[Текст для чтения]
————————
Это мучило его несказанно, ив дневнике он вечно к этому обращается. Когда он прочел дневник одного западноевропейского писателя — Амиэля, ни о чем не говорившего, кроме как о страхе смерти, он сказал: это настоящий мудрец! Человек, который может забыть о смерти, это, по мнению Толстого, уродливый человек, это тупой человек, не ставящий себе центральной проблемы, но, может быть, и счастливый человек. Потому что нельзя быть спокойным. Надо искать бессмертия. Где же искать этого бессмертия?
Другой интеллигент, тот же Владимир Соловьев искал его в метафизике. Верь, говорил он, верь в то, чему учит церковь. У тебя бессмертная душа, что там сомневаться!
Но Толстой был слишком умный человек, он и после того, как создал гигантскими силами лестницу, по которой подобрался к идее бессмертия, более или менее еще сомневался.
У него на самых поздних страницах дневника есть заметки:
«Сегодня плохо верю, господи, помоги моему неверию». «Утром проснулся с твердой верой в бога, знаю, что все, чего чаю, исполнится, благодарю бога за оказанную помощь». И через два дня: «Страшными сомнениями обуреваюсь…» и т. д., до самых последних дней так[38].
Надо было эти сомнения вдвинуть в какое-то другое русло. Тут наступает большая работа для этого самого барина, который, как интеллигент, старающийся победить свою индивидуальность, проходит такой же путь, ищет успокоения в идеале христианском. Он рассуждает: все в мире бегло, преходяще, смертно, но, может быть, есть вечное, незыблемое, непреходящее, всегда себе равное? Если бы что-то подобное можно было найти, то надо было бы целиком к нему прилепиться. Прилепиться к этому вечному, непреходящему, всегда себе равному — это значит найти спасение. Найти в себе такое вечное значит найти в себе бессмертие. Стало быть, надо искать. Вообще веру, — скажем, ту, которой учит православная церковь, нельзя признать. Это нечто преходящее, источенное, зараженное всякой ложью.
————————
[Приведенные строки]
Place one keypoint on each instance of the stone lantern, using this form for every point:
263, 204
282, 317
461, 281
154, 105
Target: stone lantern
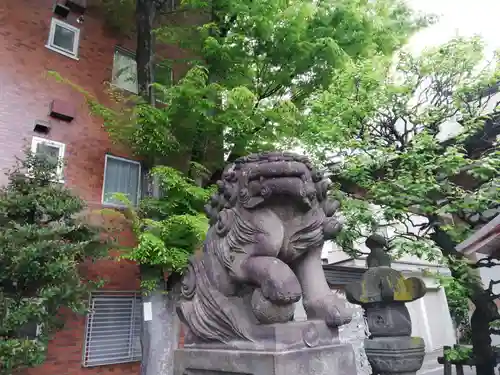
383, 292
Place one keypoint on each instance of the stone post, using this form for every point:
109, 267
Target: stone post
383, 292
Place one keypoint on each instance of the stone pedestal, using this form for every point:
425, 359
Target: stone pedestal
298, 348
323, 360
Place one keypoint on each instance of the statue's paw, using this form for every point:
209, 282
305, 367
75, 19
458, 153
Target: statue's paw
282, 291
330, 308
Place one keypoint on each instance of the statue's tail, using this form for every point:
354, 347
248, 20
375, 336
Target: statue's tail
209, 314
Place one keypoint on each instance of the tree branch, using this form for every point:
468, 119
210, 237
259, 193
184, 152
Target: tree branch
487, 262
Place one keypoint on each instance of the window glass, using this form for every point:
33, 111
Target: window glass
64, 38
125, 71
121, 176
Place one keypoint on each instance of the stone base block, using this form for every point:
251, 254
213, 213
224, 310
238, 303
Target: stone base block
————————
[Задание 1] Кого Толстой, согласно тексту о его поисках бессмертия, назвал настоящим мудрецом, прочитав его дневник?
[Задание 2] Скопируйте из текста о Толстом отрывок от «Но Толстой был» до «последних дней так[38].».
Строки здесь не понадобятся.

[Полный ответ 1] Западноевропейского писателя Амиэля.

[Полный ответ 2]
Но Толстой был слишком умный человек, он и после того, как создал гигантскими силами лестницу, по которой подобрался к идее бессмертия, более или менее еще сомневался.
У него на самых поздних страницах дневника есть заметки:
«Сегодня плохо верю, господи, помоги моему неверию». «Утром проснулся с твердой верой в бога, знаю, что все, чего чаю, исполнится, благодарю бога за оказанную помощь». И через два дня: «Страшными сомнениями обуреваюсь…» и т. д., до самых последних дней так[38].